== OBJETIVOS ==
• a. Indica se cada afirmação concorda com o texto sobre Carminho e os Tribalistas, respondendo sim ou não e citando as palavras do texto que o decidem: (i) Carminho lançou em finais de 2016 um disco dedicado a Tom Jobim; (ii) Carminho participou no encontro na Bahia, em casa de Carlinhos Brown; (iii) Carminho sabia que as canções que estavam a terminar iriam formar um disco dos Tribalistas.
• b. Dá seguimento ao texto sobre Carminho e os Tribalistas, escrevendo a parte que se segue ao ponto onde termina.

== EXCERTO FORNECIDO ==
----
Ela já sabia do dia do lançamento, mas guardou segredo. Tribalismo oblige. No Brasil houve quem se agastasse por não ter havido aviso prévio à imprensa, mas até nisso os Tribalistas quiseram surpreender. A cantora e fadista Carminho, que assina em co-autoria com o grupo dois dos temas do disco, diz ao Ípsilon: “Eles tiveram essa ideia de o apresentar ao público privilegiando o online e escondendo até ao último dia como o iam fazer. Também aqui houve novidade.”

Da parte dela, o contacto com o Brasil e com músicos brasileiros já vem de há algum tempo. Em finais de 2016 lançou um disco integralmente dedicado a Tom Jobim, como corolário da sua ligação musical ao Brasil. Quanto aos Tribalistas, ela já gravara com Marisa Monte a canção Chuva no Mar, que incluiu no seu disco Canto, de 2014 (Marisa incluiu essa mesma canção na sua colectânea Coleção, de 2016, que reunia temas quase inéditos e raridades); e participara no espectáculo que Arnaldo Antunes apresentou no São Luiz, em 12 e 13 de Novembro de 2016, do qual resultou um CD/DVD ao vivo já editado e nas lojas portuguesas. Cantou com ele Vilarejo e Do vento e também o tema Velha infância, dos Tribalistas, já no final, com ele e os outros dois convidados, Manuela Azevedo e Hélder Gonçalves, dos Clã.

“Isto tem sido uma amizade que se tem criado”, diz Carminho. “Comecei a ir bastantes vezes ao Brasil e nalgumas dessas vezes convidavam-me sempre para ir lá a casa, estar com eles. Eles funcionam muito em tribo, estamos sempre todos juntos e fazemos bastantes coisas. E começámos também a tirar do baú algumas composições que tínhamos.” Ela mostrou-lhes uma parte de uma composição que não estava terminada, Os peixinhos, e, com Marisa, alinhavou ideias para outra, Trabalivre. “Eu tinha já há algum tempo estas primeiras frases, ‘os peixinhos são/ flores sem o chão’, já com uma música, começámos com uma guitarra a cantar e foram surgindo ideias que não estavam ainda completas.” Depois eles foram para a Bahia, para casa de Carlinhos Brown, convidaram-na para fazer parte desse encontro, mas ela não pôde ir. “Infelizmente. Porque foi aí que reuniram todas as canções e algumas coisas inacabadas que tinham para as terminar. Eu não sabia que iria ser um disco dos Tribalistas, sabia que eles estavam a terminar as canções.” Os peixinhos ganhou vida assim. “Quando eles vieram da Bahia com aquilo feito, mostraram-me e eu achei que estava espectacular.”

"Um momento maravilhoso"
----
== DADOS REGISTADOS ==
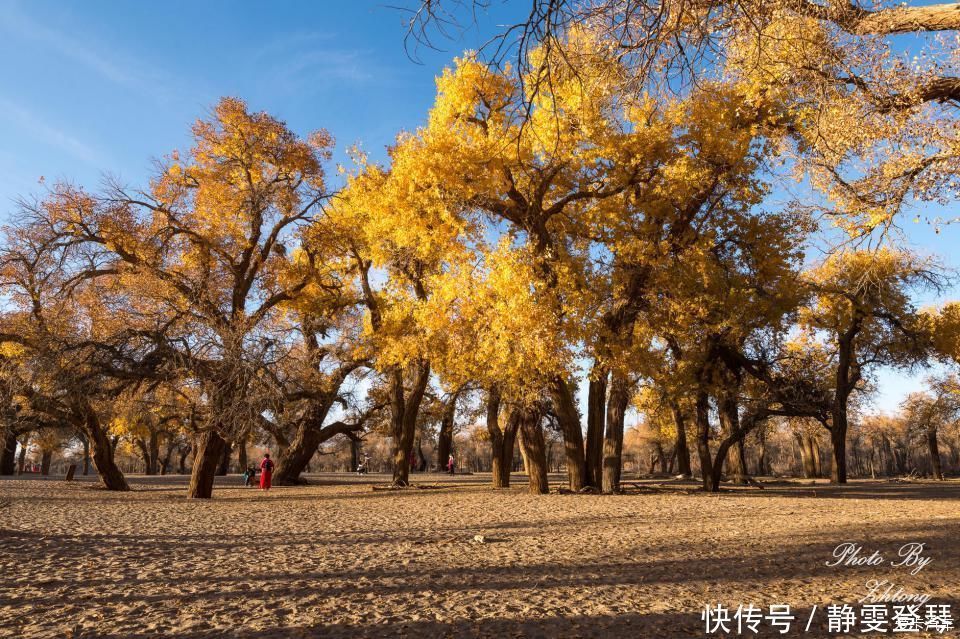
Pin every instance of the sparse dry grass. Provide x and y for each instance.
(337, 559)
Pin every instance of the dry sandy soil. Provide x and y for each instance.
(337, 559)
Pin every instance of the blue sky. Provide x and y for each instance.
(95, 86)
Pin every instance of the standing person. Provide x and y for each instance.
(266, 472)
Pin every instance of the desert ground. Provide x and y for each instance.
(338, 559)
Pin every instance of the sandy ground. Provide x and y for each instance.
(337, 559)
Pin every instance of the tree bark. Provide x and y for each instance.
(596, 418)
(762, 456)
(680, 446)
(730, 422)
(403, 418)
(535, 449)
(242, 461)
(8, 457)
(208, 451)
(298, 454)
(702, 413)
(223, 466)
(45, 458)
(617, 404)
(182, 460)
(808, 455)
(445, 436)
(502, 440)
(569, 418)
(885, 21)
(101, 447)
(86, 455)
(934, 452)
(838, 437)
(22, 457)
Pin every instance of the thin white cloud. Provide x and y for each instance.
(130, 75)
(27, 121)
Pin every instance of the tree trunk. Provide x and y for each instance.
(168, 455)
(101, 447)
(596, 418)
(22, 457)
(208, 452)
(501, 440)
(703, 442)
(838, 437)
(154, 446)
(535, 448)
(292, 462)
(144, 455)
(617, 404)
(223, 466)
(242, 462)
(762, 456)
(445, 436)
(934, 452)
(404, 410)
(182, 461)
(566, 409)
(730, 422)
(680, 446)
(86, 455)
(8, 457)
(355, 455)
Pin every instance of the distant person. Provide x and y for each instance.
(266, 472)
(250, 476)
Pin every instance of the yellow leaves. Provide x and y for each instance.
(11, 350)
(943, 325)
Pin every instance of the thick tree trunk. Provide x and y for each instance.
(445, 436)
(535, 449)
(702, 413)
(293, 461)
(596, 418)
(354, 454)
(838, 437)
(242, 461)
(501, 440)
(86, 455)
(168, 455)
(806, 455)
(223, 466)
(144, 455)
(154, 447)
(208, 451)
(762, 456)
(8, 456)
(680, 446)
(569, 418)
(101, 447)
(22, 457)
(404, 410)
(182, 460)
(45, 458)
(730, 422)
(500, 478)
(617, 404)
(934, 453)
(101, 450)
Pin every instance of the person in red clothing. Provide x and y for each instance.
----
== RESPOSTAS POR ORDEM ==
• a.
(i) Sim: «Em finais de 2016 lançou um disco integralmente dedicado a Tom Jobim».
(ii) Não: «convidaram-na para fazer parte desse encontro, mas ela não pôde ir.»
(iii) Não: «Eu não sabia que iria ser um disco dos Tribalistas».

• b.
Mas não esperava o que se seguiu. “Fiquei muito surpreendida quando a Marisa Monte me ligou a dizer que as duas parcerias iam entrar no disco e que gostavam muito que eu cantasse a dos peixinhos.” Mas não hesitou, perante o convite e rumou ao Brasil na mesma altura em que foi fazer os concertos do disco de Tom Jobim lá. “Foi um momento maravilhoso. Eles optaram por fazer sessões contínuas, dez dias para fazer os dez temas e gravar os vídeos todos.”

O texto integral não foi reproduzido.